_Testo estratto_:

- - -

ACQUA ALTA A VENEZIA, FENOMENO SEMPRE PIÙ FREQUENTE

 

L’alta marea, che a Venezia chiamano acqua alta (aqua granda, in dialetto), è fenomeno più che normale non solo per la città, ma per tutta la costa che dà sulla laguna e cha va da Chioggia al Cavallino, vicino a Iesolo. Quel che è stato straordinario, stavolta, non è solo il picco raggiunto a Venezia – 187 centimetri – ma il fatto che in sette giorni, da martedì 12 a lunedì 18 novembre, la soglia dei 140 centimetri è stata superata per ben sette volte.

Una città come Venezia, costruita sull’acqua in terreni un tempo paludosi e bonificati, rubando terra alla laguna, è da 1600 anni che fa i conti con le maree e con i fenomeni periodici di acqua alta. Le cronache storiche hanno registrato il fenomeno dell’acqua alta a Venezia fin dal 589 d.C., che talvolta sommergeva completamente le isole della laguna; nell’agosto del 1410 “perirono molte barche, e di quelli che venivano dalla fiera di Mestre e altri luoghi s’annegarono quasi mille persone. Caddero molti camini, il campanile di S. Fosca con rovina di molte case e quello del Corpus Domini con gran parte della chiesa”; nel novembre del 1550 “il mare si alzò ad una altissima altezza”, nel 1574 “L’acqua sale più che nel 1550. Il Lido di Chioggia si rompe in cinque punti”; nel dicembre del 1600 “Le barche percorrevano piazza S. Marco e le strade”, e nel 1727 “L’acque arrivarono agli scalini dell’Altar maggior di S. Antonio”. La prima notizia con riferimento numerico è del 1848: “l’acqua raggiunse i 140 cm”, e nel 1867: “L’acqua arriva a 153 cm” e da questo momento in poi tutti i fenomeni significativi sono riportati con precisione e hanno permesso di classificare i diversi fenomeni in marea “normale” quando l’acqua alta non supera gli 80 cm sul livello del mare di riferimento, marea “sostenuta”, a +110 cm (col 15% della città invasa dall’acqua), in marea “molto sostenuta”, a +130 cm (col 40% della città invasa dall’acqua), in marea “eccezionale”, a +140 cm (col 54% del centro storico allagato). Nel caso di Piazza San Marco, che è uno dei punti più bassi della città, quando la marea è a 140 cm si registrano 60 cm di acqua alta (1).

- - -

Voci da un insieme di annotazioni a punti
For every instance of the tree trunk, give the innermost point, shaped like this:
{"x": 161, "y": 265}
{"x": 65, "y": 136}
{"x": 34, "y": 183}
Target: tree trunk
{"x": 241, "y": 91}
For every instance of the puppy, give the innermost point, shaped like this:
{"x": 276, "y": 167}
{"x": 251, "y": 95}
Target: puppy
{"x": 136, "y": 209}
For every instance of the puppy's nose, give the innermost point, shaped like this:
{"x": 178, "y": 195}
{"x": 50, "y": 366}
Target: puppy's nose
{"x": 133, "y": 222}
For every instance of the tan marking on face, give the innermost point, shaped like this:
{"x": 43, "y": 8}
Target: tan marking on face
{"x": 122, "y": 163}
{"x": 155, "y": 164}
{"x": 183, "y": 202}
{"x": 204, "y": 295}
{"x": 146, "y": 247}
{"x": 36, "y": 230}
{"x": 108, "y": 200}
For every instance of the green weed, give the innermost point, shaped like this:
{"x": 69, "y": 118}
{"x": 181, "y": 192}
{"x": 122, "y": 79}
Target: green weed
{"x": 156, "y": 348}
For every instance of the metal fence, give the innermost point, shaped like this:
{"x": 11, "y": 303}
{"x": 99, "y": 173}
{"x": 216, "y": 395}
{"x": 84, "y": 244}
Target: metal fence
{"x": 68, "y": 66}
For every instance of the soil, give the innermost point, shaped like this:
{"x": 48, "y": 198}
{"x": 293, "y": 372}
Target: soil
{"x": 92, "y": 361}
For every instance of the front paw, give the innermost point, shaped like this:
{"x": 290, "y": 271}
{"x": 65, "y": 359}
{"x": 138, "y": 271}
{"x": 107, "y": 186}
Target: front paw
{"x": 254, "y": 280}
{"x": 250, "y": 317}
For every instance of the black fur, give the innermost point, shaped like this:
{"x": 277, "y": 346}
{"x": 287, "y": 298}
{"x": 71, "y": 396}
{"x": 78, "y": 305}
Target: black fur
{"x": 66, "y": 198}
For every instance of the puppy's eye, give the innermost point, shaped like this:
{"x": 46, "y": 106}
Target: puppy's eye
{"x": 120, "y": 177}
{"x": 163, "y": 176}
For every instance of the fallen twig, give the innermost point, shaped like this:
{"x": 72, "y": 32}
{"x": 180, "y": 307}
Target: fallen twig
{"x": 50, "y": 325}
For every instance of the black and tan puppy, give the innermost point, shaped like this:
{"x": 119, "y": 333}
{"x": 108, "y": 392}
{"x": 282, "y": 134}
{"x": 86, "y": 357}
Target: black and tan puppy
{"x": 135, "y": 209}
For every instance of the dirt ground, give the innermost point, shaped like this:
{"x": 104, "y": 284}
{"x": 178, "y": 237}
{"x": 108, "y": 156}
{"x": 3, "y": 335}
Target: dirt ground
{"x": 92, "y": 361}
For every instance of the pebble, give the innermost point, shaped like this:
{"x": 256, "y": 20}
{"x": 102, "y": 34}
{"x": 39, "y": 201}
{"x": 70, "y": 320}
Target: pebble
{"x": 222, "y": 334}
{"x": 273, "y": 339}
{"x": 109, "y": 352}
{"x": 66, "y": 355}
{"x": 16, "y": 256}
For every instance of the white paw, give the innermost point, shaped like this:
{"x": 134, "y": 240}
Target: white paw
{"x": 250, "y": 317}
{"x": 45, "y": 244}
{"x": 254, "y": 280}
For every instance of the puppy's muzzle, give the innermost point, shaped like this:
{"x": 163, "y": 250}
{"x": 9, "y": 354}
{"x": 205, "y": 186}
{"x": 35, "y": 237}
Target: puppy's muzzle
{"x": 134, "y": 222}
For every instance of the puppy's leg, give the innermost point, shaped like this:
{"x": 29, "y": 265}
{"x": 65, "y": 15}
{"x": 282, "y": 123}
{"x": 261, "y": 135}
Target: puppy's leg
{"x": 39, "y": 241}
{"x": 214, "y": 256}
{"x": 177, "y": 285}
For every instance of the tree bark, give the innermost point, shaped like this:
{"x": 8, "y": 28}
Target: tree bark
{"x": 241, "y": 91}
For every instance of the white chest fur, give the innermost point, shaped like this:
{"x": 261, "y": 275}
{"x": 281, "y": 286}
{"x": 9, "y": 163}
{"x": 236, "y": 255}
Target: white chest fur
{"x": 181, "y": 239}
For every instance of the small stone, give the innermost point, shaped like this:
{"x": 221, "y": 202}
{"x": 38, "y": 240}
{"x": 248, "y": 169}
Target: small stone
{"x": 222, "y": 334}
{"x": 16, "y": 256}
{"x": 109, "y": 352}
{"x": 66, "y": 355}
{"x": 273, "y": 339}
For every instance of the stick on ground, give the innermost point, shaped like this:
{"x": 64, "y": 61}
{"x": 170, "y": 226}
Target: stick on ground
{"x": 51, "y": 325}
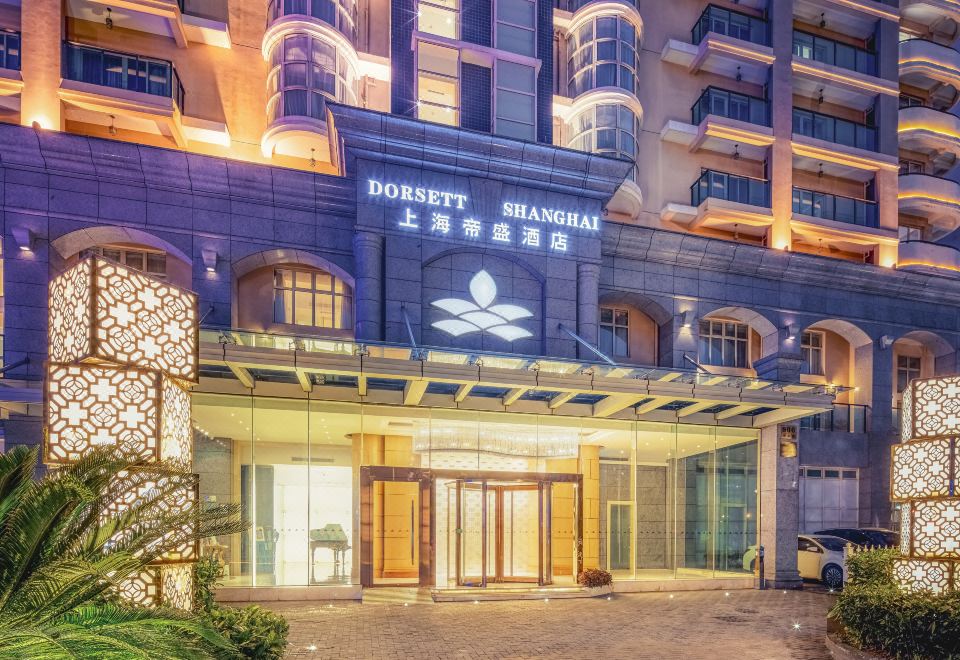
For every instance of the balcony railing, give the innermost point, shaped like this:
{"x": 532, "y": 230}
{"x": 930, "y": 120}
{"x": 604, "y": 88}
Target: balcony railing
{"x": 820, "y": 49}
{"x": 845, "y": 417}
{"x": 730, "y": 187}
{"x": 723, "y": 103}
{"x": 835, "y": 207}
{"x": 833, "y": 129}
{"x": 9, "y": 50}
{"x": 122, "y": 71}
{"x": 731, "y": 23}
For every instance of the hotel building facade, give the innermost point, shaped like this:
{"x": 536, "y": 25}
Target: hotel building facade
{"x": 495, "y": 291}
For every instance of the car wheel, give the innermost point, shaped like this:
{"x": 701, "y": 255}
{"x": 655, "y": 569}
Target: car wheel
{"x": 832, "y": 576}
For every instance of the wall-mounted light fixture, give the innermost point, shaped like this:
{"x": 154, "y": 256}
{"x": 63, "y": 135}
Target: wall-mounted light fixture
{"x": 209, "y": 257}
{"x": 24, "y": 238}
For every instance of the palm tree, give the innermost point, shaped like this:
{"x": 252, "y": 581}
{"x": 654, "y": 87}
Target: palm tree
{"x": 62, "y": 561}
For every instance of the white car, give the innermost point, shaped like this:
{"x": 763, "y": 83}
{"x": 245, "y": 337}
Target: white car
{"x": 821, "y": 558}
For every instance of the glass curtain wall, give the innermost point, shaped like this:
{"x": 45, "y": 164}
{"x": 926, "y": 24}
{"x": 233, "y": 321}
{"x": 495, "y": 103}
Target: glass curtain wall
{"x": 659, "y": 501}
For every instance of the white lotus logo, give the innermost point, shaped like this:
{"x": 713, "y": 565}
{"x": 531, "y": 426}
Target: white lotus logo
{"x": 481, "y": 314}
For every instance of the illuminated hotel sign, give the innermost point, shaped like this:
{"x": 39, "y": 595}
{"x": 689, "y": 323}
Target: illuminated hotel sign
{"x": 522, "y": 225}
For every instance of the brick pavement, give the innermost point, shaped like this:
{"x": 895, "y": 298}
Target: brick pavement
{"x": 709, "y": 624}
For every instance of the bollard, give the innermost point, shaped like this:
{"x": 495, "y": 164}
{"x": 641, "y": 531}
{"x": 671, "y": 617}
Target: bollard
{"x": 763, "y": 580}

- - -

_Lavoro richiesto_: Ripeti alla lettera il passo del testo sull'acqua alta a Venezia compreso tra "ACQUA ALTA A VENEZIA, FENOMENO" e "ben sette volte.", estremi inclusi. Questi dati hanno un'origine diversa da quella del testo.

_Esito dell'esercizio_:
ACQUA ALTA A VENEZIA, FENOMENO SEMPRE PIÙ FREQUENTE

 

L’alta marea, che a Venezia chiamano acqua alta (aqua granda, in dialetto), è fenomeno più che normale non solo per la città, ma per tutta la costa che dà sulla laguna e cha va da Chioggia al Cavallino, vicino a Iesolo. Quel che è stato straordinario, stavolta, non è solo il picco raggiunto a Venezia – 187 centimetri – ma il fatto che in sette giorni, da martedì 12 a lunedì 18 novembre, la soglia dei 140 centimetri è stata superata per ben sette volte.